Provided records Start Marker

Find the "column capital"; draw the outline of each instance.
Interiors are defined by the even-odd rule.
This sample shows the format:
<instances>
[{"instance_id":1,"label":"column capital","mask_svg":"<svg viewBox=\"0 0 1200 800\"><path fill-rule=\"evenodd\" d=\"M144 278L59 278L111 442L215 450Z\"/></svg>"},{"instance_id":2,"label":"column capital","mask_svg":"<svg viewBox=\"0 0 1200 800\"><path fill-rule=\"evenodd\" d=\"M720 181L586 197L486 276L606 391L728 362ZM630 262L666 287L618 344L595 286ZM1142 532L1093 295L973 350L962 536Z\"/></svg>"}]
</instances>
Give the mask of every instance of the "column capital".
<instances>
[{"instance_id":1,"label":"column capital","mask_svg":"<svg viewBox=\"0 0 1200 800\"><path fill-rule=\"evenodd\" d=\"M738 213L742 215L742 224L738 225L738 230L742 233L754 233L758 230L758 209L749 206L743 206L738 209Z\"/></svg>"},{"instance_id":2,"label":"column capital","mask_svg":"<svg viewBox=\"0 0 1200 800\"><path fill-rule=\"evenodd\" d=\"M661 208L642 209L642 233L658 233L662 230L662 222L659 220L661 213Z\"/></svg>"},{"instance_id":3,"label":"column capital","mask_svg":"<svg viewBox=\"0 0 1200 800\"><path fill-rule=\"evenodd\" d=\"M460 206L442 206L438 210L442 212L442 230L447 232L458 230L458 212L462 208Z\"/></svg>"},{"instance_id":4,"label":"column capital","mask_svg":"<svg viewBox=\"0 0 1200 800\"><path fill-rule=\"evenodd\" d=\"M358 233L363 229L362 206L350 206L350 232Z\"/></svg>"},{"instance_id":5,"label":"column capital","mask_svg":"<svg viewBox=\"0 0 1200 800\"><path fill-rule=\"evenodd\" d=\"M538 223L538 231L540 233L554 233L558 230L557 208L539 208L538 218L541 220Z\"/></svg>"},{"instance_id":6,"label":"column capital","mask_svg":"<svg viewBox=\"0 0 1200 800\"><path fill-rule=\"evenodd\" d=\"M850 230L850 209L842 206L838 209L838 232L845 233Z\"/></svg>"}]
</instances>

Provided records End Marker

About this task – Extract the complete listing verbatim.

Task solution –
Find the "column capital"; draw the outline of each instance.
Interiors are defined by the even-odd rule.
This sample shows the format:
<instances>
[{"instance_id":1,"label":"column capital","mask_svg":"<svg viewBox=\"0 0 1200 800\"><path fill-rule=\"evenodd\" d=\"M144 278L59 278L111 442L215 450Z\"/></svg>"},{"instance_id":2,"label":"column capital","mask_svg":"<svg viewBox=\"0 0 1200 800\"><path fill-rule=\"evenodd\" d=\"M720 181L586 197L486 276L606 391L728 362ZM630 262L666 287L618 344L595 286ZM1142 532L1093 295L973 350L962 536Z\"/></svg>"}]
</instances>
Give the mask of every instance of the "column capital".
<instances>
[{"instance_id":1,"label":"column capital","mask_svg":"<svg viewBox=\"0 0 1200 800\"><path fill-rule=\"evenodd\" d=\"M738 213L742 215L742 224L738 225L738 230L742 233L754 233L758 230L758 209L749 206L743 206L738 209Z\"/></svg>"},{"instance_id":2,"label":"column capital","mask_svg":"<svg viewBox=\"0 0 1200 800\"><path fill-rule=\"evenodd\" d=\"M661 208L642 209L642 233L658 233L662 230L662 222L659 220L661 213Z\"/></svg>"},{"instance_id":3,"label":"column capital","mask_svg":"<svg viewBox=\"0 0 1200 800\"><path fill-rule=\"evenodd\" d=\"M460 206L442 206L438 210L442 212L442 230L447 232L458 230L458 212L462 208Z\"/></svg>"},{"instance_id":4,"label":"column capital","mask_svg":"<svg viewBox=\"0 0 1200 800\"><path fill-rule=\"evenodd\" d=\"M358 233L363 229L362 206L350 206L350 232Z\"/></svg>"},{"instance_id":5,"label":"column capital","mask_svg":"<svg viewBox=\"0 0 1200 800\"><path fill-rule=\"evenodd\" d=\"M538 223L538 231L540 233L554 233L558 230L557 208L539 208L538 218L541 220Z\"/></svg>"},{"instance_id":6,"label":"column capital","mask_svg":"<svg viewBox=\"0 0 1200 800\"><path fill-rule=\"evenodd\" d=\"M850 230L850 209L842 206L838 209L838 232L845 233Z\"/></svg>"}]
</instances>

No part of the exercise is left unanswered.